• **Dataset**:
= Beginning of Section =

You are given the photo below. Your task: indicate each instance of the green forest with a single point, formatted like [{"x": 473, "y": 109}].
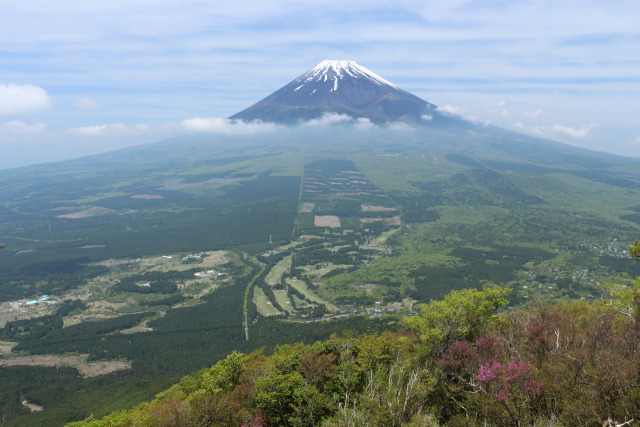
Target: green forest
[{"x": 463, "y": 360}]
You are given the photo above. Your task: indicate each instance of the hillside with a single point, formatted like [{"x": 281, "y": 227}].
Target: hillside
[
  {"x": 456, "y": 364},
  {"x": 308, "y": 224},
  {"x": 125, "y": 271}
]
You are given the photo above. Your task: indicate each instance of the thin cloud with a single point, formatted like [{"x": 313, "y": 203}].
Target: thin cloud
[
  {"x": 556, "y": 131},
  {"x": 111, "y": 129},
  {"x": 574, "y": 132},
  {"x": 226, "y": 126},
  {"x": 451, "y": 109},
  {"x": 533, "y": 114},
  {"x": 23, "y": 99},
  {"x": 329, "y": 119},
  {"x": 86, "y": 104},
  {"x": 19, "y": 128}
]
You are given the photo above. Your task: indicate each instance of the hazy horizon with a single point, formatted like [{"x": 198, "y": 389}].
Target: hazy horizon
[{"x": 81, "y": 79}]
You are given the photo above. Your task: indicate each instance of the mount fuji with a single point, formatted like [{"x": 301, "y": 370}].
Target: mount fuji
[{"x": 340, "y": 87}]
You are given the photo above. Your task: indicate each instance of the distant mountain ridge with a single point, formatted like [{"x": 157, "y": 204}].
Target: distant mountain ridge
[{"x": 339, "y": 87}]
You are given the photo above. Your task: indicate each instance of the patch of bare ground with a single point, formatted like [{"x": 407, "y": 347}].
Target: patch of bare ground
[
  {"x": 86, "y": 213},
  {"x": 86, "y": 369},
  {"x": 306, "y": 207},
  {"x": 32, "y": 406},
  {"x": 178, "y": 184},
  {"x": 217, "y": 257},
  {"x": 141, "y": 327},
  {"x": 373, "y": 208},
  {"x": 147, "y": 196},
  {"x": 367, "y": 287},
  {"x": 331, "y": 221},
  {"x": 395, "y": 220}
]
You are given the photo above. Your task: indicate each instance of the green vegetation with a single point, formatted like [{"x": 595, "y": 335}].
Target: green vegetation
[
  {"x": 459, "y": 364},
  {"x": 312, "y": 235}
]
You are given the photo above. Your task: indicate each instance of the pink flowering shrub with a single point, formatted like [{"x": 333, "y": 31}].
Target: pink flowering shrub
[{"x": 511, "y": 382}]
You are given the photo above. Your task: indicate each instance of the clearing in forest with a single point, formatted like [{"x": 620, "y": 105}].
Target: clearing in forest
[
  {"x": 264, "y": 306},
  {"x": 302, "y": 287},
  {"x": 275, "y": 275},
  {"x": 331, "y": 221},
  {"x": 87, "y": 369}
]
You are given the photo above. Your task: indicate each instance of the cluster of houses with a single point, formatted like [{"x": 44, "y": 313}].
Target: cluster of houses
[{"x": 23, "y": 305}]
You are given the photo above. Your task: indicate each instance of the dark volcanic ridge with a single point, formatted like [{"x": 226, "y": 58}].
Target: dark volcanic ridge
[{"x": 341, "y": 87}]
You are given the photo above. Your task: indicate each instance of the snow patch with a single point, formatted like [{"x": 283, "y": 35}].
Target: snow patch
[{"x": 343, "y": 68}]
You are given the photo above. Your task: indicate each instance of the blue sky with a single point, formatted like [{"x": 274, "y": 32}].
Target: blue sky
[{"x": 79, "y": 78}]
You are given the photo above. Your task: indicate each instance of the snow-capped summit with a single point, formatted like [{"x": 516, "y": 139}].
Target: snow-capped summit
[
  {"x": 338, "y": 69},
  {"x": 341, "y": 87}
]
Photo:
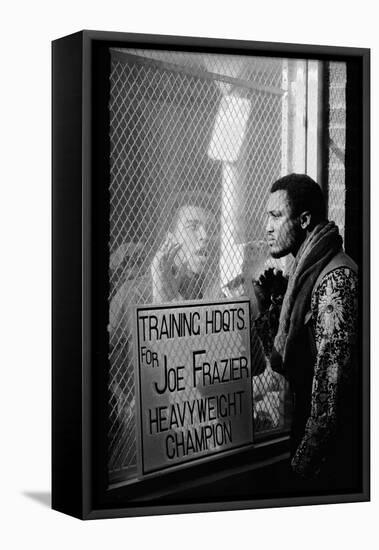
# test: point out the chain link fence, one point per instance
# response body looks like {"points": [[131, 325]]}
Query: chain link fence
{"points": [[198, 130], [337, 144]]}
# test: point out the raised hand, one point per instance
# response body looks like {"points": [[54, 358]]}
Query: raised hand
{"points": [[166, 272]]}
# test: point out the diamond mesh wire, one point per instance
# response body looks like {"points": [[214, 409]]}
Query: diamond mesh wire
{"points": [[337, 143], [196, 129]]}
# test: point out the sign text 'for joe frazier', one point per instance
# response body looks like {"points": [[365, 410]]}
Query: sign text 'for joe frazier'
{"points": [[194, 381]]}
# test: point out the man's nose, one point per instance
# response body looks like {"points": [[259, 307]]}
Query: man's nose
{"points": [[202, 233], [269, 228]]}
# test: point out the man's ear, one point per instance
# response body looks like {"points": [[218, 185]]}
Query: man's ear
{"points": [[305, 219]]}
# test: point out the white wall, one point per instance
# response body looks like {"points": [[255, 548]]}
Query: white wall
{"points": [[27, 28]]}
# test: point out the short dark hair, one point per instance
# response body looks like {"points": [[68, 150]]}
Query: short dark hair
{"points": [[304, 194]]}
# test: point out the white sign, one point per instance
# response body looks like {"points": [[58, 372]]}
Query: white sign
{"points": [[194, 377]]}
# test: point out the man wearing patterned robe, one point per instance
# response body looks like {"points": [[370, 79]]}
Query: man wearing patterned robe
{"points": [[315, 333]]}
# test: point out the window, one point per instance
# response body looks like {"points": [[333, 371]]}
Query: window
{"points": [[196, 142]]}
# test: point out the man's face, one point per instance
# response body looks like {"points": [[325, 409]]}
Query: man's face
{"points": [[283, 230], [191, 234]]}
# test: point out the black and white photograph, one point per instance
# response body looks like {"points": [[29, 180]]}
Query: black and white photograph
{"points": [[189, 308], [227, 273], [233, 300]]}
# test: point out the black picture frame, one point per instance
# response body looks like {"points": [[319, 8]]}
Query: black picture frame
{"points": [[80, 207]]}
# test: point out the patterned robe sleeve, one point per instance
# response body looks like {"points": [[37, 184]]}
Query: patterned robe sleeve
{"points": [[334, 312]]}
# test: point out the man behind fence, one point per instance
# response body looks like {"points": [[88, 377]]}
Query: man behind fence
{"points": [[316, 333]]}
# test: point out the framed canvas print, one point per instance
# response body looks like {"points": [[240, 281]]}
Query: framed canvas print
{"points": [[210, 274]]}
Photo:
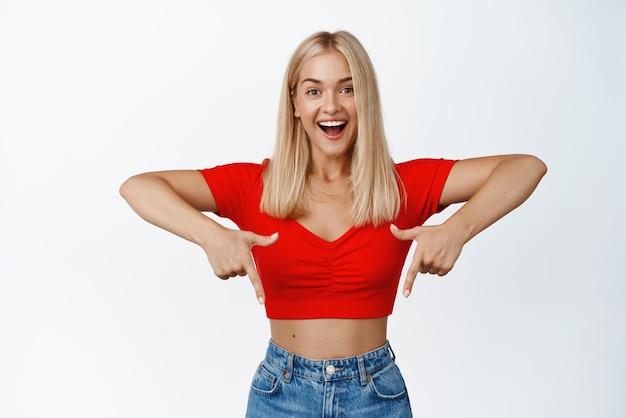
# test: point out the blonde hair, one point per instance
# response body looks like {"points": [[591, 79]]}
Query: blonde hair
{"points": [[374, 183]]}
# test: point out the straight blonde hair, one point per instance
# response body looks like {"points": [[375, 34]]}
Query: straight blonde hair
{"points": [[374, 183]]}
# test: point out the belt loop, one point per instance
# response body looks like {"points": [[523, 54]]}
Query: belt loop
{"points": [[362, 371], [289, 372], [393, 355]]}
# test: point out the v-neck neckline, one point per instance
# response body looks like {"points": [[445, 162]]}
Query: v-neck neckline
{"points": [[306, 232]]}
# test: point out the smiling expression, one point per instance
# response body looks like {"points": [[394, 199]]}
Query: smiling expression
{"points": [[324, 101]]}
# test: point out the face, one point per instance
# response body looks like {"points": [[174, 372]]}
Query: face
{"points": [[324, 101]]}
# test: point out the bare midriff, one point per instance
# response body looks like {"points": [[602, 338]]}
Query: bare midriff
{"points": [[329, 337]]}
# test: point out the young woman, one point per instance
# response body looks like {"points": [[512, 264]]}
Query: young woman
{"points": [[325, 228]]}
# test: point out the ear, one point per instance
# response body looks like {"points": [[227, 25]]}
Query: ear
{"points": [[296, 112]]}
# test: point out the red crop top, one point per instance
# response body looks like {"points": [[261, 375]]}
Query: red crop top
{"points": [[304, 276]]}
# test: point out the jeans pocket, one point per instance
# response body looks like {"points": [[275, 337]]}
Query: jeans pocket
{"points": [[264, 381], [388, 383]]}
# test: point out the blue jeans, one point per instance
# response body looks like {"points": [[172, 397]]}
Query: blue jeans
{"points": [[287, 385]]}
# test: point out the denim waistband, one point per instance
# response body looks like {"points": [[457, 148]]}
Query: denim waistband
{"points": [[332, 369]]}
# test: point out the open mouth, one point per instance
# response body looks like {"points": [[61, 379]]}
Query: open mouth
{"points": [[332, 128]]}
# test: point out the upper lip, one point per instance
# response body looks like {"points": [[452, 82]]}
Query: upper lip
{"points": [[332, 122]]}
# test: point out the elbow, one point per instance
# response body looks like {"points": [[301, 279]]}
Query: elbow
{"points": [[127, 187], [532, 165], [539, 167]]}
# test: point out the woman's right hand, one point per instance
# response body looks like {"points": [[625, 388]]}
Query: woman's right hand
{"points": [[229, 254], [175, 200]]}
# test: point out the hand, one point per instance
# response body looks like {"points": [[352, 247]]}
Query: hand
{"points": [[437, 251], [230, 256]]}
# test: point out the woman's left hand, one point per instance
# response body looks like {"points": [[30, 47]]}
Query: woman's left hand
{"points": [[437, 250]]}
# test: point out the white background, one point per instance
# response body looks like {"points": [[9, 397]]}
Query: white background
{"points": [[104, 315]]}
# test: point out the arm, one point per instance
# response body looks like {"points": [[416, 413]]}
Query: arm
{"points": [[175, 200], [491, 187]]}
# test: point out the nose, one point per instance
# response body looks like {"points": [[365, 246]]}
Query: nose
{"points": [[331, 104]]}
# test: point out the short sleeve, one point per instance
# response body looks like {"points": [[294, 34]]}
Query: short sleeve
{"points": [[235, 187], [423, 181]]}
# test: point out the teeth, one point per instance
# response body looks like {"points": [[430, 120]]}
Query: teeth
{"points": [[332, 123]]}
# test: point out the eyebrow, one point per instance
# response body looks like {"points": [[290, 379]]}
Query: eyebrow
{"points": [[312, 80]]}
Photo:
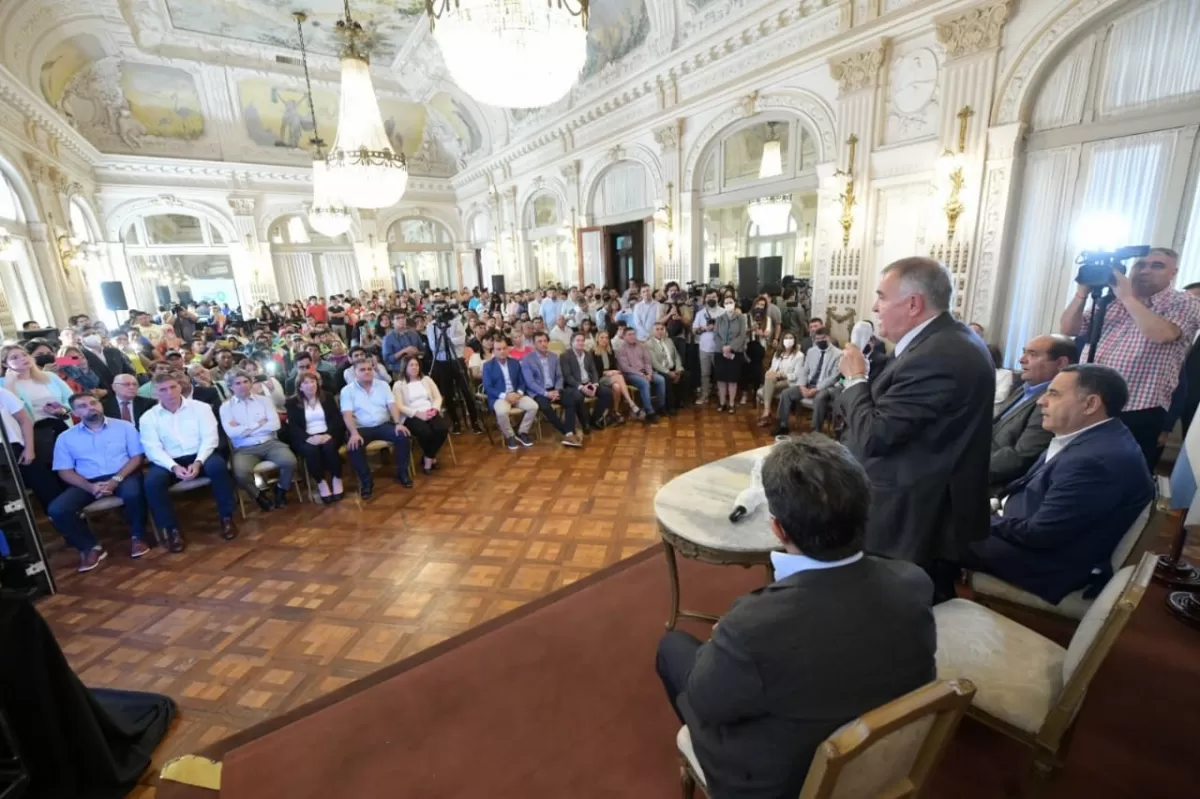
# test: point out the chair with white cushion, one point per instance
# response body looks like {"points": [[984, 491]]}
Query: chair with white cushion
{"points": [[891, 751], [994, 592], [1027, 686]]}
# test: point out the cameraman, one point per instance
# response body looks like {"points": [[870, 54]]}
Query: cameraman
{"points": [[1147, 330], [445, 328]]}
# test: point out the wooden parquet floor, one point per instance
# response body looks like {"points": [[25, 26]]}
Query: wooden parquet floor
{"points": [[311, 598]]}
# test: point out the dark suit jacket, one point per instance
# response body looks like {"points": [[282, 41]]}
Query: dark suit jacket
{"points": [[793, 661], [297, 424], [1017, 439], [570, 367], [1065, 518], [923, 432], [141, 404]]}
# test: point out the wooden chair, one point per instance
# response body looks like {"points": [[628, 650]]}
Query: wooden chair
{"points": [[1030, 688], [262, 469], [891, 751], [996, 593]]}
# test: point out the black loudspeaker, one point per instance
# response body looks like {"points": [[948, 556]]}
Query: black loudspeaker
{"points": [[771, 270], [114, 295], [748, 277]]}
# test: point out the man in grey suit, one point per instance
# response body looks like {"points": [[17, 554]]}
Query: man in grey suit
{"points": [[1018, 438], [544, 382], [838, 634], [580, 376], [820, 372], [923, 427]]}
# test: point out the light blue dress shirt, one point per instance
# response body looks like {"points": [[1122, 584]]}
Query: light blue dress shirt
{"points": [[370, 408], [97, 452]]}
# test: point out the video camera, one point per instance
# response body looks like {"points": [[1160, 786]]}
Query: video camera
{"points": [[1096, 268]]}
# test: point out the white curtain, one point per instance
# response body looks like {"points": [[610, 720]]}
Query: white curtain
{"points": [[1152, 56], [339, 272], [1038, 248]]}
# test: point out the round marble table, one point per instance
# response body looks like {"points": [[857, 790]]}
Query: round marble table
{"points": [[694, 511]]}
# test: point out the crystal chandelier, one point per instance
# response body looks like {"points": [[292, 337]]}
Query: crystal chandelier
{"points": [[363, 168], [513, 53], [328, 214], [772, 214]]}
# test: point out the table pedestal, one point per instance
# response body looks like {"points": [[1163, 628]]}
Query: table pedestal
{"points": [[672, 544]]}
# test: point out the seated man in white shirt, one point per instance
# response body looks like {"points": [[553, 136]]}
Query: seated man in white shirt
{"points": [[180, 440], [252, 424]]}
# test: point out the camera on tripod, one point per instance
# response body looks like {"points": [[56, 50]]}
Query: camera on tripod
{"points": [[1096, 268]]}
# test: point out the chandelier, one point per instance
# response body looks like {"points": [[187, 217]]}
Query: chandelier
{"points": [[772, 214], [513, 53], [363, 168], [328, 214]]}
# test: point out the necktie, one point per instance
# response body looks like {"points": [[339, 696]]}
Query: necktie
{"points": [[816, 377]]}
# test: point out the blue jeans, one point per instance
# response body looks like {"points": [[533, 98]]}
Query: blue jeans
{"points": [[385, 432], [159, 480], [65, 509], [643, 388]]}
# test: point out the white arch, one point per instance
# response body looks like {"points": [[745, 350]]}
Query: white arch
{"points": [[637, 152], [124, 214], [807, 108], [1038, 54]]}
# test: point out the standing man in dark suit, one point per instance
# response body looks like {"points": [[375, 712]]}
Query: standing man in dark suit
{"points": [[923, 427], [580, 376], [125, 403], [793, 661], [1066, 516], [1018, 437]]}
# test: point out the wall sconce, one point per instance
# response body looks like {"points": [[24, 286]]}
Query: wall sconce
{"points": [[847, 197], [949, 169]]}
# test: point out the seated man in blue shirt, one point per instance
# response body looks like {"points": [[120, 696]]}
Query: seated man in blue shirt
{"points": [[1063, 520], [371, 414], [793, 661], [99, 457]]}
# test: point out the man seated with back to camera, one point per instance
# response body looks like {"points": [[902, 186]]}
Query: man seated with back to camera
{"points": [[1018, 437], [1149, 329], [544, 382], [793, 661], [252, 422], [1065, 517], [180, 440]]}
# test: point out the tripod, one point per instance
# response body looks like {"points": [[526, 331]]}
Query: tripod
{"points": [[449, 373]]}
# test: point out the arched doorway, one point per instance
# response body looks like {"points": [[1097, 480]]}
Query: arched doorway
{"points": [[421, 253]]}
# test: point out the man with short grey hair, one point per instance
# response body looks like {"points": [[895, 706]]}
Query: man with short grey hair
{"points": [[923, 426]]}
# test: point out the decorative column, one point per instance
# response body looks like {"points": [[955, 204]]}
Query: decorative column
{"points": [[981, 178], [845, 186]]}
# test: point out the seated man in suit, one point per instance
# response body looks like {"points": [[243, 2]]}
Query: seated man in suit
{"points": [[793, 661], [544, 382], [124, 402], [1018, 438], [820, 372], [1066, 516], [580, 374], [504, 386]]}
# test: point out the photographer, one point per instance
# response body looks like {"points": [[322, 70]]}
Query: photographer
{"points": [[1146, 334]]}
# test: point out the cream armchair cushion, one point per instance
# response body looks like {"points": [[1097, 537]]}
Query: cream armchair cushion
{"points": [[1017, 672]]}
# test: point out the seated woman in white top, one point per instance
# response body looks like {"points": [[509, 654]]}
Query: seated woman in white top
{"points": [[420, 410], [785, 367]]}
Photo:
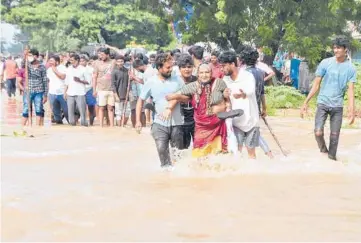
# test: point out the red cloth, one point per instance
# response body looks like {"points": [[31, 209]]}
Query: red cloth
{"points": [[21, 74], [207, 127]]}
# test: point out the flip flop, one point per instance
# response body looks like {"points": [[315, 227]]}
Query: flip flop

= End of Section =

• **Exercise brief**: From the records above, copy each line that contains the word "flop".

• **Exercise response**:
# test: point out the flip flop, one point per instance
Query: flip flop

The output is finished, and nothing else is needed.